====== MATERIAL TO PROCESS ======

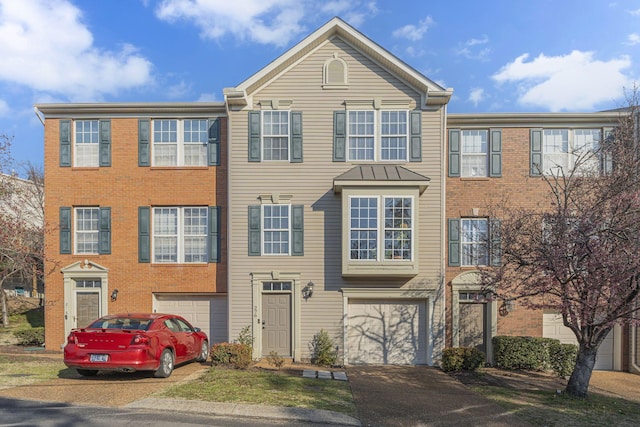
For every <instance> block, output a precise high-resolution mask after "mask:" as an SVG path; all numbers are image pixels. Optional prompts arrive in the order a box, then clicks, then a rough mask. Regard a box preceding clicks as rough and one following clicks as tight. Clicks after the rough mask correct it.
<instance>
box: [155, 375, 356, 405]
mask: <svg viewBox="0 0 640 427" xmlns="http://www.w3.org/2000/svg"><path fill="white" fill-rule="evenodd" d="M160 396H163V397H175V398H182V399H194V400H204V401H214V402H238V403H252V404H260V405H273V406H289V407H299V408H310V409H326V410H330V411H335V412H341V413H344V414H347V415H351V416H355V413H356V410H355V405H354V403H353V397H352V395H351V387H350V386H349V384H348V383H347V382H346V381H335V380H320V379H310V378H302V372H301V371H300V372H297V373H296V372H292V373H290V372H288V371H267V370H262V369H259V368H250V369H247V370H240V369H228V368H221V367H212V368H211V369H210V370H209V371H208V372H207V373H206V374H205V375H203V376H202V377H201V378H199V379H198V380H195V381H192V382H189V383H185V384H181V385H176V386H173V387H170V388H169V389H167V390H165V391H164V392H162V393H161V395H160Z"/></svg>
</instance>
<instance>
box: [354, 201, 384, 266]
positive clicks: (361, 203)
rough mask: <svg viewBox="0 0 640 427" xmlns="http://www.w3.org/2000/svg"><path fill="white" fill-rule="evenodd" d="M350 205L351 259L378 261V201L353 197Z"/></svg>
mask: <svg viewBox="0 0 640 427" xmlns="http://www.w3.org/2000/svg"><path fill="white" fill-rule="evenodd" d="M349 203H350V205H351V206H350V208H349V211H350V215H351V219H350V225H351V226H350V230H349V247H350V252H349V253H350V255H349V258H350V259H364V260H376V259H378V199H377V198H375V197H352V198H351V199H349Z"/></svg>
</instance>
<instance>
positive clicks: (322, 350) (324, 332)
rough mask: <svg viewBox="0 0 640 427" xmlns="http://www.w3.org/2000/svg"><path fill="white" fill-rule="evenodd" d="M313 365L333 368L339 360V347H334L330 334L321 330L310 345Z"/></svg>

======

- **WHAT YOU NEED TO DO**
Your response should reproduce the entire listing verbatim, minus the pictures.

- **REPLY TO THE TASK**
For every <instance> block, output a precise high-resolution mask after "mask:" as an SVG path; all numbers are image pixels. Optional prompts arrive in the order a box, then clicks, then a rough mask. Regard a box preceding clicks as rough and one following clicks as tight. Clicks after the rough mask correct it.
<instance>
box: [155, 375, 356, 405]
mask: <svg viewBox="0 0 640 427" xmlns="http://www.w3.org/2000/svg"><path fill="white" fill-rule="evenodd" d="M160 396H163V397H175V398H182V399H194V400H204V401H214V402H238V403H252V404H260V405H273V406H289V407H299V408H310V409H326V410H330V411H335V412H341V413H344V414H347V415H351V416H355V413H356V410H355V405H354V403H353V397H352V395H351V387H350V386H349V384H348V383H347V382H346V381H335V380H320V379H310V378H302V372H301V371H300V372H297V373H296V372H292V373H290V372H288V371H267V370H262V369H259V368H250V369H247V370H240V369H228V368H221V367H212V368H211V369H210V370H209V371H208V372H207V373H206V374H205V375H203V376H202V377H201V378H199V379H198V380H195V381H192V382H189V383H185V384H181V385H176V386H173V387H170V388H169V389H167V390H165V391H164V392H162V393H161V395H160Z"/></svg>
</instance>
<instance>
box: [354, 201, 384, 266]
positive clicks: (361, 203)
rough mask: <svg viewBox="0 0 640 427" xmlns="http://www.w3.org/2000/svg"><path fill="white" fill-rule="evenodd" d="M350 205L351 259L378 261V201L353 197Z"/></svg>
mask: <svg viewBox="0 0 640 427" xmlns="http://www.w3.org/2000/svg"><path fill="white" fill-rule="evenodd" d="M349 203H350V205H351V206H350V208H349V211H350V215H351V219H350V225H351V226H350V230H349V247H350V252H349V253H350V255H349V258H350V259H364V260H376V259H378V199H377V198H375V197H352V198H351V199H349Z"/></svg>
</instance>
<instance>
positive clicks: (322, 350) (324, 332)
rough mask: <svg viewBox="0 0 640 427" xmlns="http://www.w3.org/2000/svg"><path fill="white" fill-rule="evenodd" d="M313 365L333 368L339 360V347H334L330 334L321 330L310 345Z"/></svg>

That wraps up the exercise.